_Ejercicio A:_
Repite sin cambios el pasaje del texto sobre los bonos para seguridad en El Salvador que empieza en las palabras "Las últimas semanas" y termina después de "manejados con transparencia.".
_Ejercicio B:_
Según el texto sobre los bonos para seguridad en El Salvador, ¿qué monto en bonos se discutía aprobar en la Asamblea Legislativa?
_Ejercicio C:_
Continúa el texto sobre los bonos para seguridad en El Salvador a partir de su última oración.

_Fragmento seleccionado:_

▼

Las últimas semanas las discusiones en la Asamblea Legislativa en El Salvador se enfrascaron en torno a la aprobación de USD152 millones en bonos para seguridad. No porque haya duda sobre si la inseguridad sigue siendo el principal problema para los salvadoreños o porque los partidos de oposición estuvieran en desacuerdo por las políticas implementadas por el Gobierno. El punto central de la discusión era conseguir candados para que los recursos aprobados no se utilizaran en otro rubro y asegurarse que los fondos fueran manejados con transparencia.

Para esto último ARENA propuso que el Consejo Nacional de Seguridad y Convivencia Ciudadana, debería contratar una auditoría externa, además de la que le corresponde realizar a la Corte de Cuentas, que permita garantizar la transparencia en el uso de dichos fondos. ¿Quién se podría oponer a la transparencia? Puede que incluso a la mayoría le haya parecido buena idea. No obstante, ¿realmente lo es?

▲

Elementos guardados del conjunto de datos
▼

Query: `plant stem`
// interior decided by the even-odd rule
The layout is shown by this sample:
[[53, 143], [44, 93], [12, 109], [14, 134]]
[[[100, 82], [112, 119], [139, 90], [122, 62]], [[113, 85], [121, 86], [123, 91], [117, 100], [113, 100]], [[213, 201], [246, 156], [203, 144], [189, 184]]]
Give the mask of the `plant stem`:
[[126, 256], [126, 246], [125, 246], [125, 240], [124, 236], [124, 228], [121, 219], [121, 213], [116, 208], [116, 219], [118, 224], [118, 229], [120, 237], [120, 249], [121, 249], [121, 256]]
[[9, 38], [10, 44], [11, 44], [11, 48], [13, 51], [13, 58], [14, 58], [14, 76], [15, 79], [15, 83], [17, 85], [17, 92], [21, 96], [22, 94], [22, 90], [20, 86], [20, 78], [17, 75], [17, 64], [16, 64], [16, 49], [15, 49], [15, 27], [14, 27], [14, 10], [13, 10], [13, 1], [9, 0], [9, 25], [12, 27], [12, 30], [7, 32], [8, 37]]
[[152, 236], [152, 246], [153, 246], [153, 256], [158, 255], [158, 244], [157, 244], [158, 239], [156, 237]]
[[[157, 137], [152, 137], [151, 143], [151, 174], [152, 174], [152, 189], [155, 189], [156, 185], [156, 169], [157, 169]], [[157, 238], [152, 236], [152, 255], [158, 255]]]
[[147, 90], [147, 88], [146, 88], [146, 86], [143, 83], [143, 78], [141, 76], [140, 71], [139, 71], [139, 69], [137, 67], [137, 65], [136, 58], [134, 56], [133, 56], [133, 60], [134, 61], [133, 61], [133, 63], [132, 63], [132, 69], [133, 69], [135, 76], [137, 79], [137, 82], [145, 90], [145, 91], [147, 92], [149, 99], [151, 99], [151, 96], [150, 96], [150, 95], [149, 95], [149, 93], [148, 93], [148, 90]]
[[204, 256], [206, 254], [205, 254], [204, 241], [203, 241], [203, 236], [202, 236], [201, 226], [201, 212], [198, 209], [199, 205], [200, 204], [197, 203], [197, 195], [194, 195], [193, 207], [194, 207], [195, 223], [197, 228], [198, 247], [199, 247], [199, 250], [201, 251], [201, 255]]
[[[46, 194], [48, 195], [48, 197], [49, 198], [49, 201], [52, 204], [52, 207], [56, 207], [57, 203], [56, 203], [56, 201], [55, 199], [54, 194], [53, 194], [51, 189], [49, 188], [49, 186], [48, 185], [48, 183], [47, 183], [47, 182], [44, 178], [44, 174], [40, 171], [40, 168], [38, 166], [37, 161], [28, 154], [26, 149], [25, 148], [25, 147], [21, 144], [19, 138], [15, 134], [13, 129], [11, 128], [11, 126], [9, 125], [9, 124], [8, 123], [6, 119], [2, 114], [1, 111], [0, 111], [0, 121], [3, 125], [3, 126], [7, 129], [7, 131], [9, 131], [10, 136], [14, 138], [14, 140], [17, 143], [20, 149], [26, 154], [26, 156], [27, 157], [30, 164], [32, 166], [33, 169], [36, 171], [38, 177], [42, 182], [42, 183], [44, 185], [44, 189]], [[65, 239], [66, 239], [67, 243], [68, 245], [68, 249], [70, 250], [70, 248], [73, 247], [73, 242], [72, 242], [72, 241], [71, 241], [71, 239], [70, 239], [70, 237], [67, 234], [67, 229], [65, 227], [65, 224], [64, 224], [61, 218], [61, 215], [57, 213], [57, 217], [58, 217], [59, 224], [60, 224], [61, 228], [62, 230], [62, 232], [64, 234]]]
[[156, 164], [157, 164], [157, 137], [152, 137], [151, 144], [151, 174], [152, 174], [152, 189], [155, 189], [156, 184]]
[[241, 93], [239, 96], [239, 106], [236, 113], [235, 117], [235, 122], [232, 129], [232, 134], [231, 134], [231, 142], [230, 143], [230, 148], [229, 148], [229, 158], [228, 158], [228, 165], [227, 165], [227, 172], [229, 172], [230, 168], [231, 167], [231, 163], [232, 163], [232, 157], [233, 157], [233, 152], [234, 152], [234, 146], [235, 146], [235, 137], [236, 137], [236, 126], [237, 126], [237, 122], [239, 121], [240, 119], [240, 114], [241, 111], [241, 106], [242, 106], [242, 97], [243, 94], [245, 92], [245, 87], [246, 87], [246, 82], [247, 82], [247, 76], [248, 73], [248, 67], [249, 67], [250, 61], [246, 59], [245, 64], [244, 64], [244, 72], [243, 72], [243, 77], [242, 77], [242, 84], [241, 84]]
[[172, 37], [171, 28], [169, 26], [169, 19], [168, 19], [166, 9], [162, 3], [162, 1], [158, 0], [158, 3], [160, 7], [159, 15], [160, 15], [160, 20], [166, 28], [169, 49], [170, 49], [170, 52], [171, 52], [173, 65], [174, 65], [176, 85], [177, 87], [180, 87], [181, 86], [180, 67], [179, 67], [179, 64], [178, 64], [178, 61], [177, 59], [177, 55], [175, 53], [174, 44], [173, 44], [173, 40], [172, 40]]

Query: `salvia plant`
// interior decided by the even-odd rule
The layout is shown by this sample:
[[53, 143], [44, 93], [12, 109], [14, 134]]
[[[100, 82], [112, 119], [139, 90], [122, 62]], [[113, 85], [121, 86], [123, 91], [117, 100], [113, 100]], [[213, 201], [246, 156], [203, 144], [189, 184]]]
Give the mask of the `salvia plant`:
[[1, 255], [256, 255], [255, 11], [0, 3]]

▲

_Resultado A:_
Las últimas semanas las discusiones en la Asamblea Legislativa en El Salvador se enfrascaron en torno a la aprobación de USD152 millones en bonos para seguridad. No porque haya duda sobre si la inseguridad sigue siendo el principal problema para los salvadoreños o porque los partidos de oposición estuvieran en desacuerdo por las políticas implementadas por el Gobierno. El punto central de la discusión era conseguir candados para que los recursos aprobados no se utilizaran en otro rubro y asegurarse que los fondos fueran manejados con transparencia.

_Resultado B:_
USD152 millones.

_Resultado C:_
El mensaje es que no se confía en la Corte de Cuentas y que una auditora privada sí hará bien la tarea –sería equivalente a que en su trabajo contrataran a alguien para que vuelva a hacer sus tareas porque no confían en su labor–. Pero y ¿qué pasa con los otros USD4,870 millones del presupuesto para este año? ¿Quién los va a auditar? Y si no se confía en la PNC ¿contratamos a las empresas privadas de seguridad? ¿Y si tampoco confiamos en la fiscalía, en los jueces o en la misma Asamblea Legislativa?

Incluso al principio el partido ARENA había planteado que el sector empresarial formara parte de la comisión que se encargaría de la administración de los fondos de seguridad, lo que equivaldría a que el Estado formara parte de las juntas directivas de las empresas privadas. Por lo que en el fondo de esta aprobación está el debate entre la relación de lo público y lo privado.

En la década de los noventa dijeron que para que el Estado fuera más eficiente había que hacerle una liposucción y que se limitara a actividades de defensa y seguridad, porque lo de la educación y salud estaba en debate; si no, era mejor privatizarlo. Y quienes defendían esas ideas ganaron, no solo porque debilitaron al Estado, sino porque lograron que se instaurara en el imaginario colectivo que lo público es sinónimo de ineficiencia, despilfarro, corrupción… y que entonces lo mejor es que todo lo haga el sector privado.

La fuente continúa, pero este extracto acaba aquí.